━━ RECORDS FOR THIS EXERCISE ━━

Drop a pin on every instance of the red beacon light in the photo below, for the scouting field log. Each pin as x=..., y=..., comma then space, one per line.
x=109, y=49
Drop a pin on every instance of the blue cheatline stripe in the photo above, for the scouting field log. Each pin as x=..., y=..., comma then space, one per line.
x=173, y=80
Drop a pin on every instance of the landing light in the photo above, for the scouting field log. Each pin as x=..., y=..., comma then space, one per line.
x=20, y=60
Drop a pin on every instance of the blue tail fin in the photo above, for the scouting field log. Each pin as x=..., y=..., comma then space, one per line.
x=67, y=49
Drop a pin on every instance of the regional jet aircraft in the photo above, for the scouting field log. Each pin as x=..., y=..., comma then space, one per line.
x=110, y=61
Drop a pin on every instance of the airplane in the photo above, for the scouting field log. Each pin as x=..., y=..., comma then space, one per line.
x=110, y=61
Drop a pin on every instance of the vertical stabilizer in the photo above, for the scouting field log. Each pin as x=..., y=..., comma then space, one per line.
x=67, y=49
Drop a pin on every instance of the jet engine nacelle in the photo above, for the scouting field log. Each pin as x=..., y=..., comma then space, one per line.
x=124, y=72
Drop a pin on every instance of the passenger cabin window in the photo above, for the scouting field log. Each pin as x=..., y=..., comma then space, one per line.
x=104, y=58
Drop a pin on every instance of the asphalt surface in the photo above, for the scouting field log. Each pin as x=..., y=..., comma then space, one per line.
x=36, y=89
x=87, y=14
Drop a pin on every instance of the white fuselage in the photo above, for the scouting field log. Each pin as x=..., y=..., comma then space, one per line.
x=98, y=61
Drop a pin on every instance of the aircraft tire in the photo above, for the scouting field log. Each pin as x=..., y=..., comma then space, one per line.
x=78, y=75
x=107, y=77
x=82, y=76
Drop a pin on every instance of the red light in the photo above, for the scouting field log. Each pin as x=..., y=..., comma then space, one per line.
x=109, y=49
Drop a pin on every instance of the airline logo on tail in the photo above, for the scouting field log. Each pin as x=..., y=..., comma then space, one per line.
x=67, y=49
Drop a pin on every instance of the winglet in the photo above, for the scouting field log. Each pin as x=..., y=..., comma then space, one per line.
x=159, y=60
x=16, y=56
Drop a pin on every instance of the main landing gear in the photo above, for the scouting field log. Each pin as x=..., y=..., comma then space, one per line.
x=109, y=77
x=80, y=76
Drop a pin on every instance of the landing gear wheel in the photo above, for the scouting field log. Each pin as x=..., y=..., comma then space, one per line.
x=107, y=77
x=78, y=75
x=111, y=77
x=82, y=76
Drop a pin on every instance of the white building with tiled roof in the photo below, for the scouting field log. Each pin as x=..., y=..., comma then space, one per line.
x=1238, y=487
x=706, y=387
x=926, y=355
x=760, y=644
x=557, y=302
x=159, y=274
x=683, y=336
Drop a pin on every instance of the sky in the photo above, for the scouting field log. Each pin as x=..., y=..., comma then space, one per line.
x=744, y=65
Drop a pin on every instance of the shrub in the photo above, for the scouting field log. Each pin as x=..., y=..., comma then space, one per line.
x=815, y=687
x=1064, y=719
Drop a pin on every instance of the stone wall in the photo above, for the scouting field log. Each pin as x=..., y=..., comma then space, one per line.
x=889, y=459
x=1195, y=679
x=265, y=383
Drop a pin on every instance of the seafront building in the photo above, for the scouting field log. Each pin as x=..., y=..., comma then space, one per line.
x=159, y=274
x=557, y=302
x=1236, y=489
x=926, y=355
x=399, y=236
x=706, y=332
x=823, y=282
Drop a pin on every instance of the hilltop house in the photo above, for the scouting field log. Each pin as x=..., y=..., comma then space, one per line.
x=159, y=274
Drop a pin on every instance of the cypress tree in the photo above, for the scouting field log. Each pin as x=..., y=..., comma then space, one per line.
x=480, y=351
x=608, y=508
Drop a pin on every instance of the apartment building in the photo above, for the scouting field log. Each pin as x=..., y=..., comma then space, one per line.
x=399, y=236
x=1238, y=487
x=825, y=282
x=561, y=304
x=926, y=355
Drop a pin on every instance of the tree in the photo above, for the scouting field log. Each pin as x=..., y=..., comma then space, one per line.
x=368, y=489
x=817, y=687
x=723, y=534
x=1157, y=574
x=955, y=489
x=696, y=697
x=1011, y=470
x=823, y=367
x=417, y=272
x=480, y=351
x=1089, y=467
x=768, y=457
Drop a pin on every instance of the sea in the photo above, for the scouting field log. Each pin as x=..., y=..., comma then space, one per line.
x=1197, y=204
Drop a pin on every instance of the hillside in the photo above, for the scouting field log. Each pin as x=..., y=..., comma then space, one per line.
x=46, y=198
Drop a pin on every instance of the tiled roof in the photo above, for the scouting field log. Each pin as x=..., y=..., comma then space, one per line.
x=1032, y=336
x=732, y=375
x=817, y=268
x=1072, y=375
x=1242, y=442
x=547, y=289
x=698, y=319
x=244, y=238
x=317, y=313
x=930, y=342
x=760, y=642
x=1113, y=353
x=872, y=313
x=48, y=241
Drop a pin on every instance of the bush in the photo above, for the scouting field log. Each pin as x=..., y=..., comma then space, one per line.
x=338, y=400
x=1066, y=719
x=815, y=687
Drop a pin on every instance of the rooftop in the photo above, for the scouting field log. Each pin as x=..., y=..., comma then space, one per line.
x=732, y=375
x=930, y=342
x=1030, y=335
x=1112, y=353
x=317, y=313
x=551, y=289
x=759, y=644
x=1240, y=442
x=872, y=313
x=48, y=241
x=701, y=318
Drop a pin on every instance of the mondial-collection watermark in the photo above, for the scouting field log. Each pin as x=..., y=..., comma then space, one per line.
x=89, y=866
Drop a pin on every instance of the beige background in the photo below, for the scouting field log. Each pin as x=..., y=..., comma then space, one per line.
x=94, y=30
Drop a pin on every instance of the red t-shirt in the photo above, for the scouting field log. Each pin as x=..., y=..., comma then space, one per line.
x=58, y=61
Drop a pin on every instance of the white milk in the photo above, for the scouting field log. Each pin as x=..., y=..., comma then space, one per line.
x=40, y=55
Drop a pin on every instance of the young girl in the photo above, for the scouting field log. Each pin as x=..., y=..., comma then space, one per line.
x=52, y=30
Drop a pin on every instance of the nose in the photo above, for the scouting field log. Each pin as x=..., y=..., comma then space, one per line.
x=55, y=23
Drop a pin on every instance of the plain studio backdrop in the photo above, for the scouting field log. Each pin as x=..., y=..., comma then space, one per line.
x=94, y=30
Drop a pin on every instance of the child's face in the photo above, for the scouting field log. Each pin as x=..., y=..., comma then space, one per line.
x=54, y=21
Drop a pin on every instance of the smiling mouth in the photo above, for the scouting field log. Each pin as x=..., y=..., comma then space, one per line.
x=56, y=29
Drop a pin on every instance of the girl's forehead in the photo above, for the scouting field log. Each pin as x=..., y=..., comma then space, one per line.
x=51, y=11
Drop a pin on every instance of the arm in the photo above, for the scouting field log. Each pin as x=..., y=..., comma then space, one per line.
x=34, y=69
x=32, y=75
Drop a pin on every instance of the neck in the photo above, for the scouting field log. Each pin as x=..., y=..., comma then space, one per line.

━━━

OBJECTIVE ::
Would you give the material above again, complete and exact?

RESULT OF THIS EXERCISE ::
Drop a pin on every instance of the red beacon light in the photo below, for the scouting field log. Each pin as x=..., y=..., comma then space, one per line.
x=109, y=49
Drop a pin on every instance of the blue cheatline stripe in the photo above, for the scouting field log. Each pin as x=..., y=..., comma then space, one per line.
x=173, y=80
Drop a pin on every instance of the landing light in the photo above, for the scouting field log. Each pin as x=..., y=..., comma then space, one per line.
x=20, y=60
Drop a pin on every instance of the blue tail fin in the photo above, for the scouting field log. Each pin as x=..., y=..., comma then space, one per line.
x=67, y=49
Drop a pin on every instance of the regional jet aircraft in the photo above, for the scouting field log. Each pin as x=..., y=..., comma then space, one per line.
x=110, y=61
Drop a pin on every instance of the airplane in the photo above, for the scouting field log. Each pin as x=..., y=..., comma then space, one per line.
x=110, y=61
Drop a pin on every instance of the vertical stabilizer in the photo above, for the scouting field log. Each pin as x=..., y=..., comma then space, one per line.
x=67, y=49
Drop a pin on every instance of the jet engine nacelle in the photo above, for the scouting field log. Each pin as x=..., y=..., comma then space, one per line.
x=124, y=72
Drop a pin on every instance of the passenger cabin window in the photo above, for the scouting field log. Each pin as x=..., y=..., comma then space, one per line.
x=104, y=58
Drop a pin on every instance of the asphalt surface in the photo above, for the scouting field log. Each pin as x=..., y=..., comma then space, one per line.
x=36, y=89
x=87, y=14
Drop a pin on every instance of the white fuselage in the photo above, for the scouting field log. Each pin as x=..., y=..., comma then space, one per line.
x=98, y=61
Drop a pin on every instance of the aircraft tire in the photo above, for the scouting field log. Each pin as x=..., y=..., comma then space, one per line.
x=78, y=75
x=107, y=77
x=82, y=76
Drop a pin on every instance of the red light in the photo above, for the scouting field log. Each pin as x=..., y=..., comma then space, one per line.
x=109, y=49
Drop a pin on every instance of the airline logo on tail in the photo above, for the scouting field log. Each pin as x=..., y=..., comma then space, one per line.
x=67, y=49
Drop a pin on every instance of the winglet in the photo above, for the scouting field log. Each pin as x=..., y=..., comma then space, one per line.
x=159, y=60
x=16, y=56
Drop a pin on every instance of the main landing gear in the photo above, for the scouting field log. Each pin as x=..., y=..., comma then space, one per line.
x=109, y=77
x=80, y=76
Drop a pin on every instance of the landing gear wheel in the photo above, for the scouting field log. Each pin as x=..., y=..., comma then space, one per line.
x=107, y=77
x=78, y=75
x=111, y=77
x=82, y=76
Drop a pin on every instance of the white building with tiled roof in the photo below, for the scouting field log. Each pin as x=..., y=..., comma then space, one per line.
x=1238, y=487
x=706, y=387
x=926, y=355
x=760, y=644
x=557, y=302
x=159, y=274
x=683, y=336
Drop a pin on every instance of the sky in the photo above, for the scouting field log. Each pin as x=..., y=..., comma then space, one per line.
x=744, y=65
Drop a pin on every instance of the shrub in the photo above, for the scouting field log. Each pin as x=..., y=..., comma then space, one per line.
x=815, y=687
x=1064, y=719
Drop a pin on every instance of the stone wall in the photo above, for the scouting field log. Each pin as x=..., y=..., comma then space, one per line.
x=889, y=459
x=1195, y=679
x=265, y=383
Drop a pin on every instance of the seafront building in the photo above, for the scouting field log. Each pin as x=..., y=..., comma then space, one per line.
x=159, y=274
x=557, y=302
x=1236, y=489
x=926, y=355
x=399, y=236
x=706, y=332
x=823, y=282
Drop a pin on every instance of the hilltop house in the photo above, for the scouting field log. Each pin as x=..., y=..., comma then space, one per line.
x=159, y=274
Drop a pin on every instance of the cypress tree in the photo above, for the scouting field log. Each pin as x=..., y=..., comma then space, one per line.
x=480, y=351
x=608, y=508
Drop a pin on every instance of the apartment building in the photo above, for the scouting field log. Each pin as x=..., y=..., comma then space, one per line.
x=399, y=236
x=1238, y=487
x=825, y=282
x=561, y=304
x=926, y=355
Drop a pin on every instance of the tree in the photo above, for the scouting field log. Each pin as x=..., y=..., comma then space, one per line.
x=368, y=489
x=817, y=687
x=723, y=534
x=1157, y=574
x=955, y=489
x=696, y=697
x=1011, y=470
x=823, y=367
x=417, y=272
x=480, y=351
x=1089, y=467
x=768, y=457
Drop a pin on every instance of the sea in the photo above, for the scouting field log. Each pin as x=..., y=..., comma then space, one per line.
x=1197, y=204
Drop a pin on every instance of the hillside in the photo above, for the scouting field log. Each pin as x=..., y=..., comma then space, one per line.
x=46, y=198
Drop a pin on every instance of the tiled roof in the photo above, for the scouting field log. Each pin as x=..., y=..., comma then space, one per line.
x=1032, y=336
x=732, y=375
x=817, y=268
x=1072, y=375
x=1242, y=442
x=547, y=289
x=698, y=319
x=244, y=238
x=317, y=313
x=930, y=342
x=760, y=642
x=1113, y=353
x=872, y=313
x=48, y=241
Drop a pin on every instance of the bush in the photo above, for the scouting field log. Each pin as x=..., y=..., comma then space, one per line.
x=338, y=400
x=1066, y=719
x=815, y=687
Drop a pin on every instance of the rooftop in the photo above, for the scouting field log. Each pin as x=..., y=..., comma then space, one per line.
x=732, y=375
x=930, y=342
x=1030, y=335
x=1112, y=353
x=317, y=313
x=551, y=289
x=759, y=644
x=1240, y=442
x=872, y=313
x=48, y=241
x=701, y=318
Drop a pin on every instance of the mondial-collection watermark in the photo above, for the scouting field log. Each pin as x=..., y=..., comma then space, one per line.
x=89, y=866
Drop a pin on every instance of the beige background in the photo below, for the scouting field log. Each pin as x=..., y=..., comma then space, one per line.
x=94, y=30
Drop a pin on every instance of the red t-shirt in the photo above, for the scouting field log. Each pin as x=..., y=..., comma then space, one per line.
x=58, y=61
Drop a pin on every instance of the white milk in the photo above, for the scouting field log. Each pin as x=..., y=..., comma then space, one per line.
x=40, y=55
Drop a pin on every instance of the young girl in the photo above, for the scouting field log. Each pin as x=..., y=..., comma then space, one per line.
x=52, y=30
Drop a pin on every instance of the nose in the photo above, for the scouting field log. Each pin as x=..., y=..., comma then space, one per line.
x=55, y=23
Drop a pin on every instance of the plain studio backdrop in the photo above, for the scouting field log. Each pin as x=..., y=..., comma then space, one per line.
x=94, y=30
Drop a pin on every instance of the child's face in the photo above, for the scouting field log. Each pin as x=..., y=..., comma then space, one per line.
x=54, y=21
Drop a pin on every instance of the smiling mouth in the photo above, for the scouting field log. Each pin as x=..., y=..., comma then space, one per line.
x=56, y=29
Drop a pin on every instance of the girl's forehead in the photo above, for the scouting field log. Each pin as x=..., y=..., comma then space, one per line.
x=51, y=11
Drop a pin on every instance of the arm in the photo above, for the scouting field log. Each pin as x=..., y=..., comma then space, one per line.
x=34, y=69
x=32, y=75
Drop a pin on every instance of the neck in the photo above, for the scouting field log. Each pin as x=..., y=..., comma then space, one per line.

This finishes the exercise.